● **Instructions for the task**: Copy these items again, swapping "whole pixels" for "integer pixels" wherever it occurs and leaving everything else unchanged.

● **Dataset extract**:
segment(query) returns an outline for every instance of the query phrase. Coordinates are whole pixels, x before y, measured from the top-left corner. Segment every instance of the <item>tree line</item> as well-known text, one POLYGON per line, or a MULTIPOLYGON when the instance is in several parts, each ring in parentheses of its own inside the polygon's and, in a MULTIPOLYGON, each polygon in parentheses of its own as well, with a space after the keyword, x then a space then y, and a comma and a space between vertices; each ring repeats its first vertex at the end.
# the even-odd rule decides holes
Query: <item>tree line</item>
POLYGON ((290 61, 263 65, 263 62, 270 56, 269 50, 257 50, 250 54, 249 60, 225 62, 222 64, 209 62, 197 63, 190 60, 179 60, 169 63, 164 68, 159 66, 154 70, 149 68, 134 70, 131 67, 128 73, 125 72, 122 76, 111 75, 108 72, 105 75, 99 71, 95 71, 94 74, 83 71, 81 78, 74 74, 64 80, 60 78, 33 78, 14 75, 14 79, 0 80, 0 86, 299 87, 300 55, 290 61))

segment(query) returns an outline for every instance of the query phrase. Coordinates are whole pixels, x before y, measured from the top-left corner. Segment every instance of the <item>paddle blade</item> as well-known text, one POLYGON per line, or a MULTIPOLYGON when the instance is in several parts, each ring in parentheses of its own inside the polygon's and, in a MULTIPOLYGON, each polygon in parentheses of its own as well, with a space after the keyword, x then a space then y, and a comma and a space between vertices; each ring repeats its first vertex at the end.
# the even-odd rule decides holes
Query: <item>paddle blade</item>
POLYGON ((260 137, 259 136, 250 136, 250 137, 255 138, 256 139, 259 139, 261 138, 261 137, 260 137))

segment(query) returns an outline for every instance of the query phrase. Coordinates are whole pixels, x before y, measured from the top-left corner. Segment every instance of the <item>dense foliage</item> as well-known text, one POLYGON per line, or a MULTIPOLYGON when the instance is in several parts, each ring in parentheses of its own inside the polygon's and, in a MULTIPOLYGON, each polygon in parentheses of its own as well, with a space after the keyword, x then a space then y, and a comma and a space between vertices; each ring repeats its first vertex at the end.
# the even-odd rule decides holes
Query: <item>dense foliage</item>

● **Answer to the exercise**:
segment(query) returns an outline for every instance of the query phrase. Coordinates are integer pixels, x before y, measured from the top-left corner. Segment every instance of the <item>tree line</item> as well-known text, one POLYGON per line, or a MULTIPOLYGON when the instance is in several parts, each ring in parentheses of its own inside the polygon's and, in a MULTIPOLYGON, each polygon in parentheses of its own as well, with a space after the keyword, x then a space then y, and a comma and a space between vertices; each ring repeats its first vertex at the end.
# the even-odd rule decides holes
Query: <item>tree line</item>
POLYGON ((290 61, 263 65, 263 62, 270 56, 269 50, 257 50, 250 54, 249 60, 225 62, 222 64, 209 62, 197 63, 190 60, 179 60, 169 63, 164 68, 159 66, 154 70, 149 68, 134 70, 131 67, 128 73, 125 72, 122 76, 111 75, 108 72, 105 75, 99 71, 95 71, 94 74, 83 71, 81 78, 74 74, 64 80, 60 78, 33 78, 14 75, 14 79, 0 80, 0 86, 299 87, 300 55, 290 61))

segment(query) returns an outline for every instance of the query phrase. Coordinates are integer pixels, x before y, measured from the top-left corner. Segment every instance of the <item>paddle blade</item> as well-known text, one POLYGON per line, or a MULTIPOLYGON when the instance is in several parts, each ring in parentheses of its own inside the polygon's and, in a MULTIPOLYGON, each polygon in parentheses of its own as well, with a space after the keyword, x then a space then y, and a comma and a space between vertices; each ring repeats its first vertex at the end.
# the even-odd rule decides holes
Query: <item>paddle blade</item>
POLYGON ((260 137, 259 136, 250 136, 250 137, 255 138, 256 139, 259 139, 261 138, 261 137, 260 137))

segment(query) returns an outline for every instance of the query phrase. Coordinates are integer pixels, x before y, measured from the top-left corner. Segment every instance of the <item>dense foliage</item> as well-known text, one POLYGON per line, or a MULTIPOLYGON when the instance is in several parts, each ring in parentheses of its own inside the polygon's and, in a MULTIPOLYGON, each polygon in parentheses of its own as well, with a space after the keyword, x then a space then y, and a comma and a space between vertices; each ring repeats its first vertex at the end.
# the even-odd rule decides holes
Query: <item>dense foliage</item>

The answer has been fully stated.